-- What the exercise asks --
Please put each line of the data below into a Markdown table with the columns No. and Line, skipping any blank lines. Leave the pictures out of your answer.

Data records
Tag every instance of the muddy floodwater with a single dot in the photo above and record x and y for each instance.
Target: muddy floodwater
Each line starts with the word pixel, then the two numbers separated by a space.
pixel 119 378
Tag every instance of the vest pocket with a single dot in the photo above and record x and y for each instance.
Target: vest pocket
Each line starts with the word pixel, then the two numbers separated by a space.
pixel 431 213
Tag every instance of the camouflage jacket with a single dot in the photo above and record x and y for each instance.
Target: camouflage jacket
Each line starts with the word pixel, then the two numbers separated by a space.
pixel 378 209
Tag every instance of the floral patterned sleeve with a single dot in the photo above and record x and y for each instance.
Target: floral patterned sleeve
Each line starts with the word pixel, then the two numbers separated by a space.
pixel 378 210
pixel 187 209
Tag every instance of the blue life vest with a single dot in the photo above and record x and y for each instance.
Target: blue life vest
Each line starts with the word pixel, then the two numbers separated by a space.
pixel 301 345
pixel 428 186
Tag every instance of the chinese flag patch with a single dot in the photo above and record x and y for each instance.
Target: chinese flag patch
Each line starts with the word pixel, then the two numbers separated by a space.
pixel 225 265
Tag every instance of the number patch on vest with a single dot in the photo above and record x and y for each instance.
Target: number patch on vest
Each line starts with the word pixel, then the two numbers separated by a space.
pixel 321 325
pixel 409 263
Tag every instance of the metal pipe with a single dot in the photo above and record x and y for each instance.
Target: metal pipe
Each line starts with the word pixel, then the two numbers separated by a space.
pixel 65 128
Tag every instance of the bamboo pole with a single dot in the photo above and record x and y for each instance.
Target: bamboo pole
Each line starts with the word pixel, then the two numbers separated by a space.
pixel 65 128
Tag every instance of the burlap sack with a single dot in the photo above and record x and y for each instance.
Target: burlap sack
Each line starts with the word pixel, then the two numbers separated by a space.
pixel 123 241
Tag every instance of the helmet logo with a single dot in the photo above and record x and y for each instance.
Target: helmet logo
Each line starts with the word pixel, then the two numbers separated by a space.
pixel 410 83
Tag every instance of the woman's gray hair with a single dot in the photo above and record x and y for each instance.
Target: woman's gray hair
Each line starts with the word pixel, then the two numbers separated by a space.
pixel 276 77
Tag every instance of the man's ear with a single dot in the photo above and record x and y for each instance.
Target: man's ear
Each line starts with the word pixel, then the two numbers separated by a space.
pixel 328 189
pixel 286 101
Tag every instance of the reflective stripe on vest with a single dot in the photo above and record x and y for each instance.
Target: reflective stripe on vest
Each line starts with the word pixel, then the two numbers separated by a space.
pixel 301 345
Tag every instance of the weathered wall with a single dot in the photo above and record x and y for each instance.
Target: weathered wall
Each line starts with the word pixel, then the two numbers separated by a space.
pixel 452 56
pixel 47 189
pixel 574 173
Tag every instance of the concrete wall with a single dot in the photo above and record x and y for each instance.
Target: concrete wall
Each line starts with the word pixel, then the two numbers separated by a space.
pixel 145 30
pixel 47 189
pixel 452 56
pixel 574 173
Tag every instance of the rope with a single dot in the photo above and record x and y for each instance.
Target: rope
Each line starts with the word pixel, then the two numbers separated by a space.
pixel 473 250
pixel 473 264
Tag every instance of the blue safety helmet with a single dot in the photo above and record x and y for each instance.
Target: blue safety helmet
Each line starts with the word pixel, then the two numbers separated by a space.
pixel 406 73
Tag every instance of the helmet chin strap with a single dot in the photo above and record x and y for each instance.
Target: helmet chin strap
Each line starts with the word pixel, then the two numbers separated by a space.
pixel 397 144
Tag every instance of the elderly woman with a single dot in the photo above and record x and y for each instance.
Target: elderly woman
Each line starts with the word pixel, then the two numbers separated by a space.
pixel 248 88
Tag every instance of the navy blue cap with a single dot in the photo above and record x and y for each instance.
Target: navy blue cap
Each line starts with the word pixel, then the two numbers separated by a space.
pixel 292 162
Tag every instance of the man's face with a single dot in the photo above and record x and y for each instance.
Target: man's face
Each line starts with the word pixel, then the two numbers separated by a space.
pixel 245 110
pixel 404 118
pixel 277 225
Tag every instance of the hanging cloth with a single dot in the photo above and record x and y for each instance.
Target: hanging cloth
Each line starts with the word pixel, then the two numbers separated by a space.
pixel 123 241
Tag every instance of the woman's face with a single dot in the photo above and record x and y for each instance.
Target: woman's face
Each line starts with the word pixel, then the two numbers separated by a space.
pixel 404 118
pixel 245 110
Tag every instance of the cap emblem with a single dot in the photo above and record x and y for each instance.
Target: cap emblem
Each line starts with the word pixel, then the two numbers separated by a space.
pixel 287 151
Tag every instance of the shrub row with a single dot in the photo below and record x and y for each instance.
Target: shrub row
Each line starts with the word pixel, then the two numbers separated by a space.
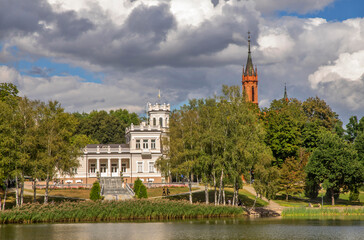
pixel 89 211
pixel 322 211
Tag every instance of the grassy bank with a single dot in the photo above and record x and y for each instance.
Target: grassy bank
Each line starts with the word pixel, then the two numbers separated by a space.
pixel 88 211
pixel 246 197
pixel 300 212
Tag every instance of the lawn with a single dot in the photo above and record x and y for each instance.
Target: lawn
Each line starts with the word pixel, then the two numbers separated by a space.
pixel 246 198
pixel 10 199
pixel 66 192
pixel 302 201
pixel 157 192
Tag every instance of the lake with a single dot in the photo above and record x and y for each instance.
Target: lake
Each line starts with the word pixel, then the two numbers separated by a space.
pixel 239 228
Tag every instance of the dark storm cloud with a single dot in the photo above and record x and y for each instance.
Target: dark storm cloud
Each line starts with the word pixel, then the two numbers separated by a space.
pixel 22 17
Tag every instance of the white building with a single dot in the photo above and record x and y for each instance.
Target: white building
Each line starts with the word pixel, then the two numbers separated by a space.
pixel 135 159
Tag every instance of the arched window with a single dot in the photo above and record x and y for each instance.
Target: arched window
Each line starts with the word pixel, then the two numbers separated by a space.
pixel 253 94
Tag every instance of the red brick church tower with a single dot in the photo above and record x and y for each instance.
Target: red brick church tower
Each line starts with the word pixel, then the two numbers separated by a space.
pixel 250 78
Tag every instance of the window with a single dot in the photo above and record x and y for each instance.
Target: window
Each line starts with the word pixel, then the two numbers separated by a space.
pixel 152 144
pixel 252 94
pixel 145 144
pixel 140 167
pixel 103 167
pixel 114 167
pixel 93 168
pixel 151 166
pixel 123 167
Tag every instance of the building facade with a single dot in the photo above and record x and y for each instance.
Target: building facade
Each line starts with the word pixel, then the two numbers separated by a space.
pixel 135 159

-- The response --
| No. | Line |
|---|---|
| 1 | Tag every instance of the muddy floodwater with a single dot in the photo above and record x and y for each instance. |
| 2 | Target: muddy floodwater |
| 3 | Each line starts with the word pixel, then the two numbers separated by a space. |
| 4 | pixel 119 378 |
| 5 | Tag every instance of the vest pocket with a single dot in the photo above and record x and y for each instance. |
| 6 | Target: vest pocket |
| 7 | Each line starts with the word pixel, then the two numbers separated by a space. |
| 8 | pixel 431 213 |
| 9 | Tag every instance of the camouflage jacket with a single dot in the photo above and record x and y for each instance. |
| 10 | Target: camouflage jacket |
| 11 | Each line starts with the word pixel, then the two numbers separated by a space. |
| 12 | pixel 378 209 |
| 13 | Tag every instance of the floral patterned sleeve with a single dot in the photo above and record x and y for each instance. |
| 14 | Target: floral patterned sleeve |
| 15 | Each line starts with the word pixel, then the two numbers separated by a space. |
| 16 | pixel 378 210 |
| 17 | pixel 187 209 |
| 18 | Tag every instance of the blue life vest with a single dot in the photo above and record x and y for each instance. |
| 19 | Target: blue life vest |
| 20 | Each line starts with the word pixel, then the two numbers separated by a space. |
| 21 | pixel 301 345 |
| 22 | pixel 428 186 |
| 23 | Tag every instance of the chinese flag patch with a single dot in the photo above and record x and y for each instance. |
| 24 | Target: chinese flag patch |
| 25 | Each line starts with the word pixel, then the two numbers separated by a space. |
| 26 | pixel 225 265 |
| 27 | Tag every instance of the number patch on vest with a single dot in the photo above and record x and y for each instance. |
| 28 | Target: number patch on vest |
| 29 | Each line starts with the word pixel, then the two numbers separated by a space. |
| 30 | pixel 321 325 |
| 31 | pixel 409 263 |
| 32 | Tag every instance of the metal pipe with a single dot in the photo above and record x and y for each instance. |
| 33 | Target: metal pipe |
| 34 | Each line starts with the word pixel, then the two numbers separated by a space. |
| 35 | pixel 65 128 |
| 36 | Tag every instance of the bamboo pole with a single dot in the photo above and record x and y for each instance. |
| 37 | Target: bamboo pole |
| 38 | Each line starts with the word pixel, then the two numbers separated by a space. |
| 39 | pixel 65 128 |
| 40 | Tag every instance of the burlap sack with a single dot in the photo above and record x and y for each instance. |
| 41 | Target: burlap sack |
| 42 | Each line starts with the word pixel, then the two numbers separated by a space. |
| 43 | pixel 123 241 |
| 44 | Tag every instance of the helmet logo with a single dot in the photo above and record x and y for each instance. |
| 45 | Target: helmet logo |
| 46 | Each line starts with the word pixel, then the two numbers separated by a space. |
| 47 | pixel 410 83 |
| 48 | Tag every instance of the woman's gray hair with a single dot in the photo above and record x and y for each instance. |
| 49 | Target: woman's gray hair |
| 50 | Each line starts with the word pixel, then the two numbers separated by a space. |
| 51 | pixel 276 77 |
| 52 | Tag every instance of the man's ear with a single dot in the photo above and record x and y for each instance. |
| 53 | Target: man's ear |
| 54 | Each line starts with the word pixel, then the two numbers separated by a space. |
| 55 | pixel 328 189 |
| 56 | pixel 286 101 |
| 57 | Tag every instance of the reflective stripe on vest with a single dot in the photo above and record x and y for each instance. |
| 58 | Target: reflective stripe on vest |
| 59 | Each line starts with the word pixel, then the two numbers separated by a space. |
| 60 | pixel 301 345 |
| 61 | Tag every instance of the weathered wall with a single dot in the photo above and record x and y for each instance. |
| 62 | Target: weathered wall |
| 63 | Each line starts with the word pixel, then the two numbers separated by a space. |
| 64 | pixel 452 56 |
| 65 | pixel 47 189 |
| 66 | pixel 574 173 |
| 67 | Tag every instance of the concrete wall with a single dot in the photo above and record x and y for each instance. |
| 68 | Target: concrete wall |
| 69 | Each line starts with the word pixel, then the two numbers separated by a space. |
| 70 | pixel 145 30 |
| 71 | pixel 47 189 |
| 72 | pixel 452 56 |
| 73 | pixel 574 173 |
| 74 | Tag every instance of the rope with a single dot in the photo above and record x and y for each instance. |
| 75 | Target: rope |
| 76 | Each line starts with the word pixel, then the two numbers separated by a space. |
| 77 | pixel 473 250 |
| 78 | pixel 473 264 |
| 79 | Tag every instance of the blue safety helmet with a single dot in the photo above and record x and y for each instance. |
| 80 | Target: blue safety helmet |
| 81 | Each line starts with the word pixel, then the two numbers separated by a space. |
| 82 | pixel 406 73 |
| 83 | Tag every instance of the helmet chin strap with a single dot in the photo above and record x and y for each instance. |
| 84 | Target: helmet chin strap |
| 85 | Each line starts with the word pixel, then the two numbers separated by a space. |
| 86 | pixel 397 144 |
| 87 | Tag every instance of the elderly woman with a single dot in the photo above and record x and y for each instance. |
| 88 | Target: elderly woman |
| 89 | Each line starts with the word pixel, then the two numbers separated by a space. |
| 90 | pixel 248 88 |
| 91 | Tag every instance of the navy blue cap with a single dot in the photo above and record x and y for each instance. |
| 92 | Target: navy blue cap |
| 93 | Each line starts with the word pixel, then the two numbers separated by a space. |
| 94 | pixel 292 162 |
| 95 | Tag every instance of the man's face with a single dot in the photo above and record x and y for each instance. |
| 96 | Target: man's face |
| 97 | Each line starts with the word pixel, then the two numbers separated by a space. |
| 98 | pixel 245 110 |
| 99 | pixel 404 118 |
| 100 | pixel 277 225 |
| 101 | Tag every instance of the hanging cloth with a single dot in the photo above and record x and y for each instance. |
| 102 | Target: hanging cloth |
| 103 | Each line starts with the word pixel, then the two numbers separated by a space. |
| 104 | pixel 123 241 |
| 105 | Tag every instance of the woman's face with a single dot in the photo above and record x and y for each instance. |
| 106 | Target: woman's face |
| 107 | Each line starts with the word pixel, then the two numbers separated by a space. |
| 108 | pixel 404 118 |
| 109 | pixel 245 110 |
| 110 | Tag every instance of the cap emblem with a single dot in the photo above and record x and y for each instance. |
| 111 | Target: cap emblem |
| 112 | Each line starts with the word pixel, then the two numbers separated by a space. |
| 113 | pixel 287 151 |
| 114 | Tag every instance of the shrub row with a single dot in the photo below and record x and y for each instance. |
| 115 | Target: shrub row |
| 116 | Each line starts with the word pixel, then the two numbers separated by a space. |
| 117 | pixel 89 211 |
| 118 | pixel 322 211 |
| 119 | Tag every instance of the grassy bank with a single dot in the photo above and record x and y for each instance. |
| 120 | Target: grassy bank |
| 121 | Each line starts with the word pixel, then the two numbers separated by a space. |
| 122 | pixel 88 211 |
| 123 | pixel 246 197 |
| 124 | pixel 300 212 |
| 125 | Tag every instance of the lawn with a single dot in the photo above and record x and y for each instance. |
| 126 | Target: lawn |
| 127 | Each line starts with the word pixel, then the two numbers separated by a space. |
| 128 | pixel 246 198 |
| 129 | pixel 10 199 |
| 130 | pixel 66 192 |
| 131 | pixel 302 201 |
| 132 | pixel 157 192 |
| 133 | Tag every instance of the lake with a single dot in the photo above and record x and y for each instance. |
| 134 | Target: lake |
| 135 | Each line starts with the word pixel, then the two numbers separated by a space. |
| 136 | pixel 239 228 |
| 137 | Tag every instance of the dark storm cloud with a single dot in the photo above and record x and y for each instance. |
| 138 | Target: dark storm cloud |
| 139 | Each line starts with the word pixel, then the two numbers separated by a space. |
| 140 | pixel 22 17 |
| 141 | Tag every instance of the white building with a single dot in the photo above and record x and y for each instance. |
| 142 | Target: white building |
| 143 | Each line starts with the word pixel, then the two numbers separated by a space. |
| 144 | pixel 135 159 |
| 145 | Tag every instance of the arched window with a single dot in the photo above and record x and y for each instance. |
| 146 | Target: arched window |
| 147 | Each line starts with the word pixel, then the two numbers separated by a space. |
| 148 | pixel 253 94 |
| 149 | Tag every instance of the red brick church tower with a single dot in the photo above and record x and y for each instance. |
| 150 | Target: red brick church tower |
| 151 | Each line starts with the word pixel, then the two numbers separated by a space. |
| 152 | pixel 250 78 |
| 153 | Tag every instance of the window with a single dot in the photo above and record x and y for each instance. |
| 154 | Target: window |
| 155 | Each line starts with the word pixel, then the two numbers separated by a space. |
| 156 | pixel 152 144 |
| 157 | pixel 252 94 |
| 158 | pixel 145 144 |
| 159 | pixel 140 167 |
| 160 | pixel 103 167 |
| 161 | pixel 114 167 |
| 162 | pixel 93 168 |
| 163 | pixel 151 166 |
| 164 | pixel 123 167 |
| 165 | Tag every instance of the building facade with a single dot in the photo above and record x and y for each instance. |
| 166 | Target: building facade |
| 167 | Each line starts with the word pixel, then the two numbers separated by a space. |
| 168 | pixel 135 159 |